TASK INSTRUCTIONS =>
Would you restate, exactly as they appear, the lines from the one containing "Target — floral arrangement on floor." through the end of the data below?

Natural language region descriptions

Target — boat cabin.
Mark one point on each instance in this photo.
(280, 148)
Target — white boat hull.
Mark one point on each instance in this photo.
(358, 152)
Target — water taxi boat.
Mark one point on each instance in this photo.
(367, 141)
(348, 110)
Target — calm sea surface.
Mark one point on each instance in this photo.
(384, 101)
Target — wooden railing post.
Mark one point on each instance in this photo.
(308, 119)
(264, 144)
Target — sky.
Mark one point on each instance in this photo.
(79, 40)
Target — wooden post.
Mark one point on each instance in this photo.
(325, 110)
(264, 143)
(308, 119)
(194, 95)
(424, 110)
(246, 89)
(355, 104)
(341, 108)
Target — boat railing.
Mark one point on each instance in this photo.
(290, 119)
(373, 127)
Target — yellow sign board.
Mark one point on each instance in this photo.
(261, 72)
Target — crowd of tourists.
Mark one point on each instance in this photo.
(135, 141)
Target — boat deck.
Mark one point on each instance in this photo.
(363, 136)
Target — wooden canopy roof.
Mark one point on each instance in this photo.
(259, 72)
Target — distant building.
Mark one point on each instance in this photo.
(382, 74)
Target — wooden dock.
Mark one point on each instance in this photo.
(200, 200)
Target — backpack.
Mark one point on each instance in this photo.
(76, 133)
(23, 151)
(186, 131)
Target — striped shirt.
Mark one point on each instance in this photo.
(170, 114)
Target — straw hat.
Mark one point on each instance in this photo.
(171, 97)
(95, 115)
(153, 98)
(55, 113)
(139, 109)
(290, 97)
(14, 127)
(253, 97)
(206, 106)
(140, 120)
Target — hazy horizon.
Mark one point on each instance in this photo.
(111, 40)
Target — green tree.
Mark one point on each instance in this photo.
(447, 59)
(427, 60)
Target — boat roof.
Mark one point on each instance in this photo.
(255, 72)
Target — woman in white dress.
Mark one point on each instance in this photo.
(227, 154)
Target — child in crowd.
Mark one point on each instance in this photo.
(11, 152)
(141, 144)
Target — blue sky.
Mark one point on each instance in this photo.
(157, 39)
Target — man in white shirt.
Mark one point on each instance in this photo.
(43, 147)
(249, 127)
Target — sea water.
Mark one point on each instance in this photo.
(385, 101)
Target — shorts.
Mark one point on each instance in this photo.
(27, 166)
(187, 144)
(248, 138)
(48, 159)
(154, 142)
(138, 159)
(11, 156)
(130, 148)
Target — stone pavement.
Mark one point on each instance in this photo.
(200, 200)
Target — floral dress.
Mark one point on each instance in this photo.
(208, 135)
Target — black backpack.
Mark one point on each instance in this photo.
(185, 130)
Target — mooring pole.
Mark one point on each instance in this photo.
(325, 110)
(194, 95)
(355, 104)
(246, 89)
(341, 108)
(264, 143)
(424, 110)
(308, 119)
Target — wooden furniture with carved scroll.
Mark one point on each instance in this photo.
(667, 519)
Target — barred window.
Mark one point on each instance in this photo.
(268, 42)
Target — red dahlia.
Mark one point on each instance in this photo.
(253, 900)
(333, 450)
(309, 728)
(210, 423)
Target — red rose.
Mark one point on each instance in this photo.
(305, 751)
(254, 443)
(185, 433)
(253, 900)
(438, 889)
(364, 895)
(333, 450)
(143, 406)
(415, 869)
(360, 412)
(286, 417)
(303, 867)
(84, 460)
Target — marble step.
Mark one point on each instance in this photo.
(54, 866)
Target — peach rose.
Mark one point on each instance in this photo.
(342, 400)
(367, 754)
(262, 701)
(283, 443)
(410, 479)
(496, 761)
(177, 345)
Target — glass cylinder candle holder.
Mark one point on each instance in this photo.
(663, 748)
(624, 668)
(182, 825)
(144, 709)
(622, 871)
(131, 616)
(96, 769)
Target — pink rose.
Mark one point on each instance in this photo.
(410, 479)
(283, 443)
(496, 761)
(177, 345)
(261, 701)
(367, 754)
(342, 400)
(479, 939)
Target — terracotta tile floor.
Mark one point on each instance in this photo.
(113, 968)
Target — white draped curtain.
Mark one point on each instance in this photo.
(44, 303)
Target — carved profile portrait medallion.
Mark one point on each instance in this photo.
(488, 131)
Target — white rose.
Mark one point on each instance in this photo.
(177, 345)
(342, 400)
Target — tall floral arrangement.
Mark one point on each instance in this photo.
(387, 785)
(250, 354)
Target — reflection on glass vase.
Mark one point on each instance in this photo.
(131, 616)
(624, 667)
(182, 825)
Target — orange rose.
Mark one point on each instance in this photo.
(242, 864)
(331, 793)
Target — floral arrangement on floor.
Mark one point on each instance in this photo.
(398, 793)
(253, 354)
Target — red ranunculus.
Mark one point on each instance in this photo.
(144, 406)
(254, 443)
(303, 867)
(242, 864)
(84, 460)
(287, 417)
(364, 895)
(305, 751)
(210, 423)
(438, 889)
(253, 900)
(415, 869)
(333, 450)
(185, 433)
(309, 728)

SOLUTION =>
Target — floral arrangement on floor.
Mark one point on each instance in this photo.
(398, 793)
(253, 354)
Target — red ranunculus.
Mark one point on each instance in this photo.
(144, 406)
(254, 443)
(303, 867)
(242, 864)
(84, 460)
(287, 417)
(364, 895)
(305, 751)
(210, 423)
(438, 889)
(253, 900)
(415, 869)
(333, 450)
(185, 433)
(309, 728)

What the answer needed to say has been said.